ページ抜粋 |
____

リン脂質ヒドロペルオキシドとは血液の粘度を高める酸化物で、脳内の酸素運搬を妨害して認知症を悪化させます。
松果体内のアスタキサンチン濃度は、6mg摂取グループ10人ではプラセボを飲んだ10人の約10倍(35.7pmol/ml)、12mg飲んだ10人は約14倍(44.9pmol/ml)に増えていました。
また、リン脂質ヒドロペルオキシド濃度はプラセボグループが14.9pmol/mlに対し、6mgグループは8.0pmol/ml、12mgグループは9.7pmol/mlに減っていたのです。[8]
4.血圧をコントロールし、心臓病を予防する
脳内の血液の状態の改善ができるなら、体全体の血液にもよいのでは、と思われた方もいるでしょう。
実はその通り。
アスタキサンチンは血圧コントロールや心臓病の予防と治療でも期待されているのです。
2018年、イランのアフヴァーズ・ジュンディシャプール医科大学を中心とする研究グループが、2型糖尿病患者22人にアスタキサンチン8mgを8週間摂取させたところ、最高血圧(SBP)が143mmHgから132mmHgに低下しています。[9]
2010年には日本の慈恵医大が61人の被験者に臨床実験を行いました。
アスタキサンチンを1日12mg以上摂取すると、血液中の動脈硬化の原因物質トリアシルグリセロール(TAG)を減少させ、動脈硬化を防ぐ善玉コレステロール(HDL)を増加させると確認しています。[10]
5.肥満や糖尿病を防ぐ
抗酸化作用は、肥満による酸化ストレスや糖尿病の症状改善も可能です。
2011年韓国のソウル大学校では、肥満による酸化ストレス悪化とアスタキサンチン摂取との関係を調べる臨床試験が行われました。
脂質などの酸化ストレスは動脈硬化、心臓病、アルツハイマー病、うつ病などのリスクを高めるからです。
BMI25以上で肥満と認定された23人がアスタキサンチン5mg以上を8週間飲み続けた後、酸化ストレス指標を調べると、MDAは約35.2%、ISPは約65%減少していました。
ここから、アスタキサンチンの抗酸化作用が肥満による健康悪化を防げると結論付けられました。[11]
2010年、上記の慈恵医大の臨床試験でも、アスタキサンチン摂取でアディポネクチンと呼ばれる善玉ホルモンも増加すると報告されています。
アディポネクチンは脂肪酸の燃焼や減少によってインスリン感受性を改善し、糖尿病や動脈硬化を予防する効果があるとされる成分です。

____

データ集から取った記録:
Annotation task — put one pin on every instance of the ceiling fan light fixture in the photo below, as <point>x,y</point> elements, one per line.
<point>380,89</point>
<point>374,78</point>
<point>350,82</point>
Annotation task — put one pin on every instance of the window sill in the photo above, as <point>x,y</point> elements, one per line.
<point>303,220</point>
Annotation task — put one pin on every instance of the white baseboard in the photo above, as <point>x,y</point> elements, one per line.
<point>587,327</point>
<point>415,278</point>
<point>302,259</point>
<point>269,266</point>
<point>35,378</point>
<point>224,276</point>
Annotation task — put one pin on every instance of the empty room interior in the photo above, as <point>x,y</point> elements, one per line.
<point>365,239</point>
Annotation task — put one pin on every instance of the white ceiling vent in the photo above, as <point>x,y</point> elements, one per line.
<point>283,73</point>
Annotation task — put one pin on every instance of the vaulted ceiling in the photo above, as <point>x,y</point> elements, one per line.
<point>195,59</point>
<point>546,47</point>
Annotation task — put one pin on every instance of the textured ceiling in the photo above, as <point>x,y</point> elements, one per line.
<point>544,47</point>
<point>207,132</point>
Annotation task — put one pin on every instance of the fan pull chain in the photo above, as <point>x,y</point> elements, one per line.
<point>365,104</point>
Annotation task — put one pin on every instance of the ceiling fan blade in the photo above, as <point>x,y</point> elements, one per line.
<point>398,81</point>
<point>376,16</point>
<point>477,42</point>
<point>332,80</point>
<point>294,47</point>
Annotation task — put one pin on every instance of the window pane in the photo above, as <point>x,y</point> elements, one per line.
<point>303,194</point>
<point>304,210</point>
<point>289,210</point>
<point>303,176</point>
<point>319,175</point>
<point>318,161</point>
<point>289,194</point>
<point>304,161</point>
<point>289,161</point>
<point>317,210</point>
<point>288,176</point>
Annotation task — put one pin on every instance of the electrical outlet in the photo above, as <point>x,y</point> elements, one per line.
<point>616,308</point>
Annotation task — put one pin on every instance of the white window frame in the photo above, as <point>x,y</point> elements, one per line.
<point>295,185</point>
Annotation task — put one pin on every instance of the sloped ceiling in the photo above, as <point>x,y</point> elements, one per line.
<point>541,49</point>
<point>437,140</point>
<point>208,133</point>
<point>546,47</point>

____

上のアスタキサンチンに関する文章を三文で要約しなさい。

アスタキサンチンを摂取すると松果体内のアスタキサンチン濃度が上がり、認知症を悪化させる酸化物リン脂質ヒドロペルオキシドの濃度は下がった。臨床試験では最高血圧の低下や、トリアシルグリセロールの減少と善玉コレステロールの増加が確認され、血圧コントロールや心臓病の予防と治療でも期待されている。さらに肥満者の酸化ストレス指標が減少し、糖尿病や動脈硬化を予防する効果があるとされるアディポネクチンも増加したと報告されている。